* _PROBLEM STATEMENT_:
Across all of the records below, determine the number of lines containing the string "positive"; reply with that number only.

RECORD SET: Begin

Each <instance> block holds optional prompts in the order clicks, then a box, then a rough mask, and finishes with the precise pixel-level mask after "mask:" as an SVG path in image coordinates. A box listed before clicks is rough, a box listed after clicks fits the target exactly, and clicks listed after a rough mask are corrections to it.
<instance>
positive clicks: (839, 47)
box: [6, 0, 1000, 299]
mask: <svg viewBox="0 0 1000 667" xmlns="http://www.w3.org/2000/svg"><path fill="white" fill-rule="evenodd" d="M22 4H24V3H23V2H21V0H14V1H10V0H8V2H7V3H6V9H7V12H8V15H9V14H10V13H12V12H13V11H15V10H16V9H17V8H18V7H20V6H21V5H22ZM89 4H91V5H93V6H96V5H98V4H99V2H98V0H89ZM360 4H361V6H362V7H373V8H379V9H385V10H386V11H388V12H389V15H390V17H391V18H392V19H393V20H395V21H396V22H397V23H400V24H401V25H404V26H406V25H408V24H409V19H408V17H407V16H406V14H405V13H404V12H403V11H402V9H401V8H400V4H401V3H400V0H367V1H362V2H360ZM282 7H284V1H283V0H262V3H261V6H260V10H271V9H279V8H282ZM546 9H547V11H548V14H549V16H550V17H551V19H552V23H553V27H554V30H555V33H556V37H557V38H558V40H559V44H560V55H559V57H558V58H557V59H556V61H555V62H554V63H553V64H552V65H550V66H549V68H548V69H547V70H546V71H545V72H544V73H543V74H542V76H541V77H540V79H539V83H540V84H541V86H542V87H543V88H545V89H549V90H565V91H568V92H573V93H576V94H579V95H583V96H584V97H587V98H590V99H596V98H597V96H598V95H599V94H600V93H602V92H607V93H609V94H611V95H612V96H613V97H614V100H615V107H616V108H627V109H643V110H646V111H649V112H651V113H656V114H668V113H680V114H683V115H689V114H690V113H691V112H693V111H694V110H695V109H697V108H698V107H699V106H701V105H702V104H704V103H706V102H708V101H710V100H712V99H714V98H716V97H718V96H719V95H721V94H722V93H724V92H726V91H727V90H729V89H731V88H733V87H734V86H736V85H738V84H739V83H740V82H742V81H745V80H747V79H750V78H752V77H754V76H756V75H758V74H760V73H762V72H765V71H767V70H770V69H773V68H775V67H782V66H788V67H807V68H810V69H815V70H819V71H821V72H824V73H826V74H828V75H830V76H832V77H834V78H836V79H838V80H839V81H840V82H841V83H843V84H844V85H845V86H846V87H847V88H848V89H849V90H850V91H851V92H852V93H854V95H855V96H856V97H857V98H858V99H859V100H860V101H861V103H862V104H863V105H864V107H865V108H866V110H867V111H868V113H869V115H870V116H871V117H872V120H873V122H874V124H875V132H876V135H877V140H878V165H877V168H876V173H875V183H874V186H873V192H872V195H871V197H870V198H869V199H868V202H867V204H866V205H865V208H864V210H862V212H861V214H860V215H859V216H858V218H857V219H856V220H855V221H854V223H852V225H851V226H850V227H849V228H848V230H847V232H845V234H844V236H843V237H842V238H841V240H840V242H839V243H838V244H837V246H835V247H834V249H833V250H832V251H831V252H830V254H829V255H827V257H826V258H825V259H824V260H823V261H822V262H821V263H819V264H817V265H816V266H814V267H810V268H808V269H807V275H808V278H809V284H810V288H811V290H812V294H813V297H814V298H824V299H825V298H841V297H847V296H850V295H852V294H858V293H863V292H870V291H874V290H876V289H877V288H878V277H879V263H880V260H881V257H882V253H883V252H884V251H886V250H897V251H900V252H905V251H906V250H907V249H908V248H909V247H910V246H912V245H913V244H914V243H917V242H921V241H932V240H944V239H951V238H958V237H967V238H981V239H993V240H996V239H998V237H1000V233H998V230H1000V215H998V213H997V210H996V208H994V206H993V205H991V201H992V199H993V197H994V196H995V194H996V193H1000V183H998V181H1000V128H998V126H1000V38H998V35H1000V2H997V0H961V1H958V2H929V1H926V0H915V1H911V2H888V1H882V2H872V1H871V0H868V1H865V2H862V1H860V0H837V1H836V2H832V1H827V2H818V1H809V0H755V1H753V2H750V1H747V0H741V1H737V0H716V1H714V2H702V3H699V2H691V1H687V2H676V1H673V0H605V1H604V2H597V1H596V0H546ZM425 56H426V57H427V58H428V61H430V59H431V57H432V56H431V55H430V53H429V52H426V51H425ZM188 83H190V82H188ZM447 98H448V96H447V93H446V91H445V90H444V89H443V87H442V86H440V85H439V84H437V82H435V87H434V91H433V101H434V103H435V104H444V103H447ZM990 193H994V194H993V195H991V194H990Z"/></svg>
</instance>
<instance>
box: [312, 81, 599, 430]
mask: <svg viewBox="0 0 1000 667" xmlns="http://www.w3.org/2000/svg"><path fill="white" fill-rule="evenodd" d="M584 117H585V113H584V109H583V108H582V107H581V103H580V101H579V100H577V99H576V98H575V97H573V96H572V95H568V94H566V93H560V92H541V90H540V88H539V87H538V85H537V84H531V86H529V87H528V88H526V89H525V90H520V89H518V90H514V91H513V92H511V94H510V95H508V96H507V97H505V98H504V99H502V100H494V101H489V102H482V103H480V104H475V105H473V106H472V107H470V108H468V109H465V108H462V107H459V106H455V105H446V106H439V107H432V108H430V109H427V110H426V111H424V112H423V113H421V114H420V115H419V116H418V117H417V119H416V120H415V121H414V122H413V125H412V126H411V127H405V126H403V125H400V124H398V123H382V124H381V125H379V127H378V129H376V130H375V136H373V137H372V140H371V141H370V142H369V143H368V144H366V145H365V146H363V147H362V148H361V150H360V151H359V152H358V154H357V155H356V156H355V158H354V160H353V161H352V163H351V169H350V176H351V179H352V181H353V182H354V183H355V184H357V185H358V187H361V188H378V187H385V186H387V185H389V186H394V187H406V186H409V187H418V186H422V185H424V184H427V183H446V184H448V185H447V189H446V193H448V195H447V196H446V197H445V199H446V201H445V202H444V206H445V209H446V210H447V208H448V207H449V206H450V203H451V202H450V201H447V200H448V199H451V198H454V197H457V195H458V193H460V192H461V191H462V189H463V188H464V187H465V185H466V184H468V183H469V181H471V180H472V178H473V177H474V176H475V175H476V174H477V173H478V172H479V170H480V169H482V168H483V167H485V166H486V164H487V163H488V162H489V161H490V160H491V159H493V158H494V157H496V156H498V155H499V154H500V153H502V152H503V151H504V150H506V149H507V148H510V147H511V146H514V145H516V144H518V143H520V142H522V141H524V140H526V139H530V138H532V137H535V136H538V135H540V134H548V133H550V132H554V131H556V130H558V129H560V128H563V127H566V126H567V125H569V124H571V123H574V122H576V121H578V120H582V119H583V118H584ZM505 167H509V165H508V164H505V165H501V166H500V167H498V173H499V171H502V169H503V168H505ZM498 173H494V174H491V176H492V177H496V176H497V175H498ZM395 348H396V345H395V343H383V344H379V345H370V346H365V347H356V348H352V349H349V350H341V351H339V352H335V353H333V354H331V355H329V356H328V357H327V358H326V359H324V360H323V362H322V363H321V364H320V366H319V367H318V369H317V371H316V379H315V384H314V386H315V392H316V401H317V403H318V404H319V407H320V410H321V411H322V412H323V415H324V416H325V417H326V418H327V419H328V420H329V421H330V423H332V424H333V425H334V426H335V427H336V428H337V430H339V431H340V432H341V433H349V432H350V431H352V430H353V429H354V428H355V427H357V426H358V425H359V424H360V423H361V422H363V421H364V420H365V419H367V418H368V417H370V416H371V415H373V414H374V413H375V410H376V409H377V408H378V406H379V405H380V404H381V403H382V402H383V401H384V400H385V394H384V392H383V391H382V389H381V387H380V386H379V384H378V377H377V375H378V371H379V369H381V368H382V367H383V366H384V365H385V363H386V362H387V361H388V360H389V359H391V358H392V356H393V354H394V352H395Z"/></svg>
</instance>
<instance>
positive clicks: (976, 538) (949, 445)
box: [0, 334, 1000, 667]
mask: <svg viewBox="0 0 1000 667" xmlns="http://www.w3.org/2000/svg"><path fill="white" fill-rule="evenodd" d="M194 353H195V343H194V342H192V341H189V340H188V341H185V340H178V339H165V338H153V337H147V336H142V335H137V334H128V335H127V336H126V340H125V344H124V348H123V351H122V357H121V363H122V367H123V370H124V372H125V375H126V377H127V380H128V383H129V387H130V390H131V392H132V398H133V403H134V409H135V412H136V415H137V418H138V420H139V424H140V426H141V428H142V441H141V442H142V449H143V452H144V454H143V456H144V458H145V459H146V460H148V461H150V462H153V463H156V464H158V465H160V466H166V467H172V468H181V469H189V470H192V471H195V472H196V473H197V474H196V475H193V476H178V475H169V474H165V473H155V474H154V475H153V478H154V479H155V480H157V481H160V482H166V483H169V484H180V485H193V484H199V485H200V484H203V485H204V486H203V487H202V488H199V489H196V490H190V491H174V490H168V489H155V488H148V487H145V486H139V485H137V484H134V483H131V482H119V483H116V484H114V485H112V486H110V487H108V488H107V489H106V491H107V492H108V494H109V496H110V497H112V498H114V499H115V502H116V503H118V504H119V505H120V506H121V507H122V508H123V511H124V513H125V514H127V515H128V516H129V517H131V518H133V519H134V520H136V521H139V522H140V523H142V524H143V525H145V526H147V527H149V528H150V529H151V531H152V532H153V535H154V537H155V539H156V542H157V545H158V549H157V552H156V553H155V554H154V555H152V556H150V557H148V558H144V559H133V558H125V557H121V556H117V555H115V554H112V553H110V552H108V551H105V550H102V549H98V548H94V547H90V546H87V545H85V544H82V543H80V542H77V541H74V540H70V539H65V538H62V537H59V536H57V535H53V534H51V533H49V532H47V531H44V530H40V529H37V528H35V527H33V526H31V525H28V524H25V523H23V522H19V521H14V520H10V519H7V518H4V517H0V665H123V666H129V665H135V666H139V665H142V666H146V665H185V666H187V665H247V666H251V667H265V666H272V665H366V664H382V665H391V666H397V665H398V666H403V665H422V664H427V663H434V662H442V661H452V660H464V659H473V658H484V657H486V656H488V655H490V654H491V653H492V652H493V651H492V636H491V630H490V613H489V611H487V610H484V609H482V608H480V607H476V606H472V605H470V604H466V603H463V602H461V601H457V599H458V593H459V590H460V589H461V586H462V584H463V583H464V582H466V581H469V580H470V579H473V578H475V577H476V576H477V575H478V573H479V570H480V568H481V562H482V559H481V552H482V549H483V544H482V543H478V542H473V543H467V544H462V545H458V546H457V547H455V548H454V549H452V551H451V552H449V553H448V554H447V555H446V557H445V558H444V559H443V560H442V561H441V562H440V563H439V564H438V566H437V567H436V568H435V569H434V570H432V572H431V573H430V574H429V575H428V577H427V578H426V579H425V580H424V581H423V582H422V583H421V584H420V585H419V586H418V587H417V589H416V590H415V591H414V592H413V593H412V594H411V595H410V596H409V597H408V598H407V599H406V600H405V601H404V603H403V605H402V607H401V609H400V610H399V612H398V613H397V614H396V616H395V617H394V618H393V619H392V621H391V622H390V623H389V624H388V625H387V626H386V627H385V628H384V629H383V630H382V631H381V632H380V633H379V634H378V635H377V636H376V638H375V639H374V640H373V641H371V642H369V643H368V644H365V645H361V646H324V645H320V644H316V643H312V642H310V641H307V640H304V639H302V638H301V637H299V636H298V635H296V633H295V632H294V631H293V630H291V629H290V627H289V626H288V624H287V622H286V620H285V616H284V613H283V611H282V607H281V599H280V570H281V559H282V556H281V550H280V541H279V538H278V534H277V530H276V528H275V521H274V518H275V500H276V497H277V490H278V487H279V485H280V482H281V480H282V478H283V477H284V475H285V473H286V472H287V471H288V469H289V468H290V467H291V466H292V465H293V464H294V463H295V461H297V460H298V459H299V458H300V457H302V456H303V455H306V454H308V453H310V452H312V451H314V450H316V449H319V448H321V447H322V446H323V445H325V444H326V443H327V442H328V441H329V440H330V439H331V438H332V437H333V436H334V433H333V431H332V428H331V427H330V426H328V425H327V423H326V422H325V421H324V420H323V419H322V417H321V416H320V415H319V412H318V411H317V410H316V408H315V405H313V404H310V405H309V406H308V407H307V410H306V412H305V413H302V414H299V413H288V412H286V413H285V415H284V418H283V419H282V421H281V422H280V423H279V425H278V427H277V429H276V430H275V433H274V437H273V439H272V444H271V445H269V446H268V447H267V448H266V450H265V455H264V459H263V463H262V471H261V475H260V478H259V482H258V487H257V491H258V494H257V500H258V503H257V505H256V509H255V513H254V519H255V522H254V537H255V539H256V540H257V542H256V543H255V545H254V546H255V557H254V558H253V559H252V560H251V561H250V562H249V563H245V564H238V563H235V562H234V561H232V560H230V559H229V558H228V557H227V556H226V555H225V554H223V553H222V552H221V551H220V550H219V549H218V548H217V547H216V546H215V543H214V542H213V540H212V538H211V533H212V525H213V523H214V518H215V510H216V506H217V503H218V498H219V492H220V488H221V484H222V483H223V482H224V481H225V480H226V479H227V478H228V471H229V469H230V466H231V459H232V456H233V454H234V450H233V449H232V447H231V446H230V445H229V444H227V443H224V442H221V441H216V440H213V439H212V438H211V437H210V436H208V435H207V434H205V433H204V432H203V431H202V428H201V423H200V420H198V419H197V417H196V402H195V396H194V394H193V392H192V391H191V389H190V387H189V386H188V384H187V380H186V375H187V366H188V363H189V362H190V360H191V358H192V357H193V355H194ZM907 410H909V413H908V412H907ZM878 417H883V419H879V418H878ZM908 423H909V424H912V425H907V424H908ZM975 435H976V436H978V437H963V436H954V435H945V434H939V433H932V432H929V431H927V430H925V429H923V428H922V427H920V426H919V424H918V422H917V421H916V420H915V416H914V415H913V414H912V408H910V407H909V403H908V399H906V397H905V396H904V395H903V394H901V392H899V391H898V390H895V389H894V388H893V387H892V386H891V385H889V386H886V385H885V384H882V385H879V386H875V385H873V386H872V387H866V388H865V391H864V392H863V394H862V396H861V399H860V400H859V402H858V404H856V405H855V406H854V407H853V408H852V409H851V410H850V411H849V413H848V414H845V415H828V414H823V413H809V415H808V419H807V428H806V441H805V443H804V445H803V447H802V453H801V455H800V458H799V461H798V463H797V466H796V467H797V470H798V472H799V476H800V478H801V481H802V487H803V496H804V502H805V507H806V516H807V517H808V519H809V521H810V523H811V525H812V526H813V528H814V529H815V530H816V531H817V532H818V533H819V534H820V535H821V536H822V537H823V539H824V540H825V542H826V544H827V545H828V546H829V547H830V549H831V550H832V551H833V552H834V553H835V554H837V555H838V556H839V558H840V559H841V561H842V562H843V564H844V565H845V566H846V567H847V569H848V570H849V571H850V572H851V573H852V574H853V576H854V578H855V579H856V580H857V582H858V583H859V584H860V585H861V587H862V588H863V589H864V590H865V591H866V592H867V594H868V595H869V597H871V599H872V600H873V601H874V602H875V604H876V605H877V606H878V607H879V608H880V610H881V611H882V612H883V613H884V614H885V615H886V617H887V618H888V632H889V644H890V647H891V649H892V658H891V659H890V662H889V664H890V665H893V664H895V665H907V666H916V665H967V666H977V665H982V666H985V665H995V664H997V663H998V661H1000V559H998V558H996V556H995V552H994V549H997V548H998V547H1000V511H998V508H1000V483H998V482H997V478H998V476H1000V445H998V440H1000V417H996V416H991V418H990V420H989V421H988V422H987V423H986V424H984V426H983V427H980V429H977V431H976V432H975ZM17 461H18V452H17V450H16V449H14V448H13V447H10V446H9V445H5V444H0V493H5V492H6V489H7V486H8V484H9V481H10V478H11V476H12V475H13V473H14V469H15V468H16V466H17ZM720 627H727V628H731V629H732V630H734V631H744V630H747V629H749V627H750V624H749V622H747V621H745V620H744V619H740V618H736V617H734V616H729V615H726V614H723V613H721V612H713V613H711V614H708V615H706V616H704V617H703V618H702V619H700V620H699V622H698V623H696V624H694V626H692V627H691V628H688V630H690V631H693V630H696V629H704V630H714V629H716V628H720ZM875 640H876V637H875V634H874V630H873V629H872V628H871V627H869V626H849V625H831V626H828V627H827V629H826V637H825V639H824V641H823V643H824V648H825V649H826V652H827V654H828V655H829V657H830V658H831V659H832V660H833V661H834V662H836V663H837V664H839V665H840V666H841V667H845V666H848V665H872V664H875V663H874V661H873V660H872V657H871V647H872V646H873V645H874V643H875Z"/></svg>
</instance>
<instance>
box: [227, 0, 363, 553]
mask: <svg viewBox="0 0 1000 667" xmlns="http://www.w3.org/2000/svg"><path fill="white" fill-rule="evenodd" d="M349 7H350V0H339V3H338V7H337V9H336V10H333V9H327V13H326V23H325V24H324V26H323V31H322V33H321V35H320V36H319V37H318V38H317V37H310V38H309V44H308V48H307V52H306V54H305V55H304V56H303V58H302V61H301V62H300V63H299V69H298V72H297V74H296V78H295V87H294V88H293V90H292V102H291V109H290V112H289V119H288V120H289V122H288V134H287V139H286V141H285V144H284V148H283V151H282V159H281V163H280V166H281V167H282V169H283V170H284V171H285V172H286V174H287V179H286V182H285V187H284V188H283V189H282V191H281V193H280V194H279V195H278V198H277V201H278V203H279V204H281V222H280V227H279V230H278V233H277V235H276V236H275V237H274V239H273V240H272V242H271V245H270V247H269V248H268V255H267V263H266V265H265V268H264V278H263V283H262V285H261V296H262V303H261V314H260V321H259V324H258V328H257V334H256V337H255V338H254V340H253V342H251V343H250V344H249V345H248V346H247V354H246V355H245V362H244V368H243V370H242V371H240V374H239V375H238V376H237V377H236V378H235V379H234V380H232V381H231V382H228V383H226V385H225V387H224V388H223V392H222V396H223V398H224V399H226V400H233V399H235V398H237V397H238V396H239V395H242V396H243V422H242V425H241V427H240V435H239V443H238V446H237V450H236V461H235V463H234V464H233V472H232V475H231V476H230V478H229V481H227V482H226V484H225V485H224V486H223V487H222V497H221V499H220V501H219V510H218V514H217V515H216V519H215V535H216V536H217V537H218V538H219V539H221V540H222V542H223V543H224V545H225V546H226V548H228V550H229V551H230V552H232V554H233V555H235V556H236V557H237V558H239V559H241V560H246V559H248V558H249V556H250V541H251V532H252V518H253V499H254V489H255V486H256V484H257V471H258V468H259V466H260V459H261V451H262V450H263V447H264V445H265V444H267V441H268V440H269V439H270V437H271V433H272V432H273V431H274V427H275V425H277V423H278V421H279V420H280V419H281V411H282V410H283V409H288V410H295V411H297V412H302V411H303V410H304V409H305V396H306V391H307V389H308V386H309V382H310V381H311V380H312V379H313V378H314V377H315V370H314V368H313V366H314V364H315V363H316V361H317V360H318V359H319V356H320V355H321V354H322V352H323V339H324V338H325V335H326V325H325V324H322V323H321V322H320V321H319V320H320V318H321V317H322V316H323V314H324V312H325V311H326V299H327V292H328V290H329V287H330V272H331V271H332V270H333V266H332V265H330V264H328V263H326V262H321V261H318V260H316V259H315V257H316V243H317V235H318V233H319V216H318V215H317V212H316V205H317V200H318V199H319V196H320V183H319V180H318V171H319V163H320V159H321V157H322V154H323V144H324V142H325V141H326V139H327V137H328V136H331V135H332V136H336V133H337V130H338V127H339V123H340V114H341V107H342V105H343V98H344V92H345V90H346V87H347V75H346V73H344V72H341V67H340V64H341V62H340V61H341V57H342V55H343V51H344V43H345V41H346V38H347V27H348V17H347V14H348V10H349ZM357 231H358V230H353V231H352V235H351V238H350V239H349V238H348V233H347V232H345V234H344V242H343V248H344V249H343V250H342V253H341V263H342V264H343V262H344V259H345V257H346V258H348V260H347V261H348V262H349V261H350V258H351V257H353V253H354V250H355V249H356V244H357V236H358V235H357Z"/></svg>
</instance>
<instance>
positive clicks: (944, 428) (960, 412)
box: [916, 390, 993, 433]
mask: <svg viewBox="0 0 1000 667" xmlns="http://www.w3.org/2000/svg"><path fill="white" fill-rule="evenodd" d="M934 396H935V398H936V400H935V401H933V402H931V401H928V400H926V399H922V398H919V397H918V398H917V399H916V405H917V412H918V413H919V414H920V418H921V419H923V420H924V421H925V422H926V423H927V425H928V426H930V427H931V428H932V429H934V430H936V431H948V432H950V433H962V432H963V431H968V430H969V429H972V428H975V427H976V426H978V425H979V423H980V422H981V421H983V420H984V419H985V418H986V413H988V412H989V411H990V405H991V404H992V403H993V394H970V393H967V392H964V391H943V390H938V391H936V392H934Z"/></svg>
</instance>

RECORD SET: End

* _FINISHED TASK_:
3